EXTRACT:

According to the main principles of collective vocal training and curriculum objectives, choral training includes these topics:

Practical exercises,

Reading music,

Solfege,

Singing and interpreting,

Choral culture,

Group harmony,

Increasing awareness about responsibility,

Learning about the choral music repertoire and its stylistic features.

This field of learning enables the music teachers of the future to attain these competences: using the voice in harmony with the choir depending on the basic principles of collective voice training, improving musical sensitivity, studying with a team spirit, getting to know choral music and its stylistic features, forming school choirs and performing with them, communicating and expressing oneself using a correct, favorable and effective use of the native language (Çevik, 2006).

Choral training is a sub-field of music education. It has individual, social, cultural, educational and economic functions. It also helps people to feel happier and calmer. The choir is also the most suitable and safe environment for children and young people to learn and implement social rules. Friendships that are built in a loving, respectful and safe environment are also effective in creating social unity. In this environment of love and respect, individuals improve their taste. They also become more sophisticated since they are exposed to distinguished examples of both their own culture and foreign cultures. When choirs travel to other cities and give concerts, they create significant economic mobility. Individuals who receive choral training are often inclined to choose music as their profession and learn to play a musical instrument.

Individuals who sing in a choir learn how to use and control their voice. They also learn a lot of songs. They ensure that their voice is not louder or quieter than their friends’ and that it harmonizes with the others. They learn to sing accurately and smoothly. These attainments allow them to enjoy learning new things and singing collectively (Sun and Seyrek, 1998).

Developing the skill of producing a correct and clear voice is among the general targets of vocal training in a choir. However, choral training also includes other behaviors and skills related to producing sounds using human body.  It is possible to create meaningful sounds by moving the tongue, the palate and the lips and to accompany by moving the head, the face, arms and legs. Ucan (2001) said that choir could play a more effective, productive and determinant role in the musical development of an individual if the whole body potential was put into use.

STATED EXERCISE 1:
According to the choral training passage, what would allow the choir to play a more effective role in an individual's musical development?
STATED EXERCISE 2:
Translate this sentence from the choral training passage into Spanish: "Choral training is a sub-field of music education."
STATED EXERCISE 3:
Write the next part of the passage on choral training, picking up after its last sentence.

RECORDS SUPPLIED:
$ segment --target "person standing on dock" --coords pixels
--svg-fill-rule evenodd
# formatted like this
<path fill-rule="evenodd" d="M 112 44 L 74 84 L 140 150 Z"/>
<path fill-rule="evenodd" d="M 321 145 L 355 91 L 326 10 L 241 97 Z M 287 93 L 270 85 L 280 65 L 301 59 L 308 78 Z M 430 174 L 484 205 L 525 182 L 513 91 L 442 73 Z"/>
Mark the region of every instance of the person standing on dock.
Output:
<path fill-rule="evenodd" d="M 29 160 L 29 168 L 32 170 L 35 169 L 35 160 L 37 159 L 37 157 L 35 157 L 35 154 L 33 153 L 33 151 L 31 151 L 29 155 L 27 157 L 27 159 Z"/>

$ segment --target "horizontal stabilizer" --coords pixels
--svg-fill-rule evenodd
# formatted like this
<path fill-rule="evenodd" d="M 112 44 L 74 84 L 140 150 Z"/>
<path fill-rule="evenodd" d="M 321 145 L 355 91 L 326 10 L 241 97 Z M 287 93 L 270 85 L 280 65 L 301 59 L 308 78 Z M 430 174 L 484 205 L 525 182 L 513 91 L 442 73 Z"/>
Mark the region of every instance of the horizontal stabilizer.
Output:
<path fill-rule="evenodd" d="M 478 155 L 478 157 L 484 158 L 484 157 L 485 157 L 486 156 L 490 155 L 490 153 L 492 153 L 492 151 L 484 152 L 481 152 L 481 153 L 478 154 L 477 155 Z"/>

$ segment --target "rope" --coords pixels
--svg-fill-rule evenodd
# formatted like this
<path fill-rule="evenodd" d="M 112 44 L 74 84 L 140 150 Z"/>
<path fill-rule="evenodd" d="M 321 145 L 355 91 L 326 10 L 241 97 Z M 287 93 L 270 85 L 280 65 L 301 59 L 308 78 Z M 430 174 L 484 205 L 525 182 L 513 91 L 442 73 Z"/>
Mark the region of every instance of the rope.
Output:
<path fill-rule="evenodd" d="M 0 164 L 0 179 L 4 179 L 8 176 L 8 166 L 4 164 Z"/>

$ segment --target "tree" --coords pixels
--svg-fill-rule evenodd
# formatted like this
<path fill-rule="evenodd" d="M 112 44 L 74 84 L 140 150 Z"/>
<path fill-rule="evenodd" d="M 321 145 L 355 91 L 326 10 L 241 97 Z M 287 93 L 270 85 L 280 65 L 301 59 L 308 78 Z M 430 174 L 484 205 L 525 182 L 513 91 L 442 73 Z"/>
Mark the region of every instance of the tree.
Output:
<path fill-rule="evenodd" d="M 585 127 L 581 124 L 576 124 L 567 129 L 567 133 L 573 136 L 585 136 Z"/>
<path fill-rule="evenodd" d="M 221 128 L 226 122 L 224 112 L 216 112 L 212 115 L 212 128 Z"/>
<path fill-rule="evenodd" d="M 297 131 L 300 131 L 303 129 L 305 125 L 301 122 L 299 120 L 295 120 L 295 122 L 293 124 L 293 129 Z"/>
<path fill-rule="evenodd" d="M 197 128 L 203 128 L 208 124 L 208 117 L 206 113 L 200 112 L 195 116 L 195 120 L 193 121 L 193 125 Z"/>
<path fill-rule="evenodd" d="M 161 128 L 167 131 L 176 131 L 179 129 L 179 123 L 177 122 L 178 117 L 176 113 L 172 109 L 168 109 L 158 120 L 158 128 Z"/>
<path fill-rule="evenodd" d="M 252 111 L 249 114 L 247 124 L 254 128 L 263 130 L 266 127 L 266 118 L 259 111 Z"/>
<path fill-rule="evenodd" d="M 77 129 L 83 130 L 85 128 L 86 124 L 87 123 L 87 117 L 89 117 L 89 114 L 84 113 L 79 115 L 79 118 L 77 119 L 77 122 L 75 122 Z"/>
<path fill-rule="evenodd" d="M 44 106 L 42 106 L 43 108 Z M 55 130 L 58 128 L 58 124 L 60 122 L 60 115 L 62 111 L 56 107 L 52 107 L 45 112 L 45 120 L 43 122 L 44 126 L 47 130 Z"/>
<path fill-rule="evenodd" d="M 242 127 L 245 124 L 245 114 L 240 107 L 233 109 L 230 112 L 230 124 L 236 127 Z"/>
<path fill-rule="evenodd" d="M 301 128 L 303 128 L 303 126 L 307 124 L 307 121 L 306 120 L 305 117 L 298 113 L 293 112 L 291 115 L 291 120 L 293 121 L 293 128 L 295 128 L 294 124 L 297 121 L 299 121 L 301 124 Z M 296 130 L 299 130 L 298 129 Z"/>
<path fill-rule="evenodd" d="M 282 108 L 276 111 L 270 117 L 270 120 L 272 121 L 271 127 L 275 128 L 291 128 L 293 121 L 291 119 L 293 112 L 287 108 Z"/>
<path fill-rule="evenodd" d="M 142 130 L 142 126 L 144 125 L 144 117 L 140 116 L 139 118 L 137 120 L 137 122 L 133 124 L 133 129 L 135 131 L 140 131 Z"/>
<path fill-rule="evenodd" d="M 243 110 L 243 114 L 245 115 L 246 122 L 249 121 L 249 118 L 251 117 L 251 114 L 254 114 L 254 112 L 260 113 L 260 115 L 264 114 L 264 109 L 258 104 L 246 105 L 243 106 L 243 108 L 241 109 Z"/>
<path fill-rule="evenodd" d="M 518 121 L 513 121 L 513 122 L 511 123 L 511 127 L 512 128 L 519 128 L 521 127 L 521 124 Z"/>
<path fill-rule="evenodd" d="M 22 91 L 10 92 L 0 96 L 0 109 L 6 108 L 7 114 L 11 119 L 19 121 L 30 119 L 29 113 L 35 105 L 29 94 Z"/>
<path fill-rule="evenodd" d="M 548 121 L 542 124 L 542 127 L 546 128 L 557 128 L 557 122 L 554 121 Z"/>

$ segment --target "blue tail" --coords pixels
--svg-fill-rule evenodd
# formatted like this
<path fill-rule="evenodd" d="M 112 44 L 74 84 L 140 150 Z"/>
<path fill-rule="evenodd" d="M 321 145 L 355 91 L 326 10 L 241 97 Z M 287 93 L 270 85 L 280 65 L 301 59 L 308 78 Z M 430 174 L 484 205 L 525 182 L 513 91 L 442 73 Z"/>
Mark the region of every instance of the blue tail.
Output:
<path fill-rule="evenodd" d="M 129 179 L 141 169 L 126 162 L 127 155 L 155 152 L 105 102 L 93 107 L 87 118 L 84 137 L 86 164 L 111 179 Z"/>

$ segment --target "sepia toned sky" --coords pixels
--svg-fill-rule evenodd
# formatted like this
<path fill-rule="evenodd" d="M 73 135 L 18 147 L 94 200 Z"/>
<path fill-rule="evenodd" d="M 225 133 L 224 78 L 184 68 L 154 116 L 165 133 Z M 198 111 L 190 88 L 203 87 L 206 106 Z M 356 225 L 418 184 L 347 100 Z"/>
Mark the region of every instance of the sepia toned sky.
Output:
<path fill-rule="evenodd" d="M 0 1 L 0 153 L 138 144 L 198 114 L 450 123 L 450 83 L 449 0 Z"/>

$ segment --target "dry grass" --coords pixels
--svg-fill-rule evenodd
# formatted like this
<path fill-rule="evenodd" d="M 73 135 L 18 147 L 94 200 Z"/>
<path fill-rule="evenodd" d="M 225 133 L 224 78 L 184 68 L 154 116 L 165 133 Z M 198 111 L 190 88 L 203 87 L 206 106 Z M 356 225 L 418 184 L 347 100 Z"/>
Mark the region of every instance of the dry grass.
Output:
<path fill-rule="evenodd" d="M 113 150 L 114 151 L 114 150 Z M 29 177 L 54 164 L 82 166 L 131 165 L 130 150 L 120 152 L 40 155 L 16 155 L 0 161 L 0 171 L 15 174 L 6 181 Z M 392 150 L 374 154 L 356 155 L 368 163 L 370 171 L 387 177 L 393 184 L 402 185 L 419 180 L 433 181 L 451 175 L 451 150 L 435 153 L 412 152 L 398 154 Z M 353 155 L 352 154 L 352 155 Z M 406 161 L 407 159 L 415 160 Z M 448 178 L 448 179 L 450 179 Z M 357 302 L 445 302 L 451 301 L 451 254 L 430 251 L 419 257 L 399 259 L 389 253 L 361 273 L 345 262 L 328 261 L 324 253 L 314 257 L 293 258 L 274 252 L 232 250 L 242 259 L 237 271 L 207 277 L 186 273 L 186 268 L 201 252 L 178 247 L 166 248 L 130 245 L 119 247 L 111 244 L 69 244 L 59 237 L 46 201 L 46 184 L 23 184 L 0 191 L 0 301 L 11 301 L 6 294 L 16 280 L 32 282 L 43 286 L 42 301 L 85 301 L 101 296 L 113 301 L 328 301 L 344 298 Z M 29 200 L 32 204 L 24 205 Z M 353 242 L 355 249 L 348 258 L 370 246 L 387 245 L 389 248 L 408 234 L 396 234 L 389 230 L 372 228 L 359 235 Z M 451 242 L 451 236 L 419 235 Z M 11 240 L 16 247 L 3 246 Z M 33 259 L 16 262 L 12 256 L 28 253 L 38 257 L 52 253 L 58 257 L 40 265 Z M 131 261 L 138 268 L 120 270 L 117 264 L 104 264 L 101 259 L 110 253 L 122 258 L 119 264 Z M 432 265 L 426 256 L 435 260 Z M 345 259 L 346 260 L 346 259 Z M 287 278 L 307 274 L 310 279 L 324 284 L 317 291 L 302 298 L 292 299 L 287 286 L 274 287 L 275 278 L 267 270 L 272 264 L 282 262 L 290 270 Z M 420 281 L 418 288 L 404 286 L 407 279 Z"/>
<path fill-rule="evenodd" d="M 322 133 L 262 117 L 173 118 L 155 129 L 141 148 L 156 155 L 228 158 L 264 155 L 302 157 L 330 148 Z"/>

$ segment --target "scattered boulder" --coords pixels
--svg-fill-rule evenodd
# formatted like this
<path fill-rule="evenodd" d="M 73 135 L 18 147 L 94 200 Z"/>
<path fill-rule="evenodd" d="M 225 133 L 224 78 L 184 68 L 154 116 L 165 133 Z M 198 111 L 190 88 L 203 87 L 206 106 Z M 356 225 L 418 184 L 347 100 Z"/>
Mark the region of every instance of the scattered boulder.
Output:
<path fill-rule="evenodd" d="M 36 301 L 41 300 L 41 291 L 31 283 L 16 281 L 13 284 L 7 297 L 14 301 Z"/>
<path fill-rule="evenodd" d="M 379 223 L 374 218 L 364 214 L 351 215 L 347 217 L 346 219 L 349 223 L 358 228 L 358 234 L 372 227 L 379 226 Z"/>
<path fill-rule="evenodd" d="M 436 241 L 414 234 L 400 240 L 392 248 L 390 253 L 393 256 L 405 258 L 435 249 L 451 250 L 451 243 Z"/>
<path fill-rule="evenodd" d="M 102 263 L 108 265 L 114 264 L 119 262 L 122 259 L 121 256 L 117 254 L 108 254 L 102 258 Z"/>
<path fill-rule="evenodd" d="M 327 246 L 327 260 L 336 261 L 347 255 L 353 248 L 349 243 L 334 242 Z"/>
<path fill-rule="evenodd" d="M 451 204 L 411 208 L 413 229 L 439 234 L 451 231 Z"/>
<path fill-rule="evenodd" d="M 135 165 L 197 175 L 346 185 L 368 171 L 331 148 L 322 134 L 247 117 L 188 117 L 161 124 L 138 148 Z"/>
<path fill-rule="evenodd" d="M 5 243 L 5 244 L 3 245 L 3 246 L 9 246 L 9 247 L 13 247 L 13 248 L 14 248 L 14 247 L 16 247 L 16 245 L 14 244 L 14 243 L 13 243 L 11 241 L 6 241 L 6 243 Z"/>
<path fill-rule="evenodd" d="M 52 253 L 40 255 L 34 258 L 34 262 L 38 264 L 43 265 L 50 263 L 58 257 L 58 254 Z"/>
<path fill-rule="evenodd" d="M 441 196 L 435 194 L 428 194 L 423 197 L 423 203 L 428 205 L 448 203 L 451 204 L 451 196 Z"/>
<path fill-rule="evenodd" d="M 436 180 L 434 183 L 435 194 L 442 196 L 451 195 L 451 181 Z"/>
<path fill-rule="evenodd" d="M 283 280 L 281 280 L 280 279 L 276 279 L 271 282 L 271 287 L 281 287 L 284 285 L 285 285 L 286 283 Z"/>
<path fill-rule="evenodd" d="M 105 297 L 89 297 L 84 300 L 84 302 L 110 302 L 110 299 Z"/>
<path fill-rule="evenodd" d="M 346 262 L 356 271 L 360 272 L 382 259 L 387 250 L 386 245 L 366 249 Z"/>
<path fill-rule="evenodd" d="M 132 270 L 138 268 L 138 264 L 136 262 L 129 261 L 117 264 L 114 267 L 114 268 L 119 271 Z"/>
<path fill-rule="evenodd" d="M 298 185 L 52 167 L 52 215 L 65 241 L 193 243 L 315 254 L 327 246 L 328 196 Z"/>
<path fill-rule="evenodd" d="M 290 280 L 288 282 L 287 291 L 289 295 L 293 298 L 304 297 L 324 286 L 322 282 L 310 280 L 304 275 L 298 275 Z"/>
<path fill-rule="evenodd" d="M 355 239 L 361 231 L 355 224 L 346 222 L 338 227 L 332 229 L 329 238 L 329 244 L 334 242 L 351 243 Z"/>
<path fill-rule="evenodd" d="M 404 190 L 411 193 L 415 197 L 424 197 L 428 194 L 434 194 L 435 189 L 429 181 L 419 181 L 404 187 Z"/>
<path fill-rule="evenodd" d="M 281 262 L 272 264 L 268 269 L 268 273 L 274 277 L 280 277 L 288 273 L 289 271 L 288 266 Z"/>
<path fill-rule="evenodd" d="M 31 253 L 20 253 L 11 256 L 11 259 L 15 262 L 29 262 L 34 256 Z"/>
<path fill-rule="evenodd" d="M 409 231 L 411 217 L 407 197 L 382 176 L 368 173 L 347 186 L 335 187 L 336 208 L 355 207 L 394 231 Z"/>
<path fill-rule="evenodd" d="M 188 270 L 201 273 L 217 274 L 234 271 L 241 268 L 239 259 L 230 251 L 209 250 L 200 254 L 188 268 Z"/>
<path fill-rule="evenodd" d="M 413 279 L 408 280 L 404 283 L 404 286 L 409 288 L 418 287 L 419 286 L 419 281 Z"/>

TASK RESULT 1:
Putting the whole body potential to use.

TASK RESULT 2:
La formación coral es un subcampo de la educación musical.

TASK RESULT 3:
Individuals can develop their sensitivity, aesthetic taste and creativity only in democratic learning environments where they can express themselves comfortably and improve their talents. Democratic learning environments also give life to democratic thinking (Bilen et al., 2009). Choirs are one of the most convenient settings for creating democratic learning environments. Individuals who take part in choirs gain many positive behaviors thanks to music and these behaviors are reflected in the society at large in many ways. For this reason, choirs not only contribute to the development and progress of the musical culture of the society, they also help to raise society’s general educational level (Egüz, 1981).

Education and training given in the choirs with a modern and universal perspective lets individuals be:

Psychologically open and free,

Dynamic and disciplined,

Productive,

Unselfish,

Able to create a balance between society and themselves, and also education and occupation,

In good mental health.

 

In social terms:

The choir creates a foundation for unity and equality in music education.

It helps to integrate Western societies’ social structures and artistic development qualitatively and quantitatively.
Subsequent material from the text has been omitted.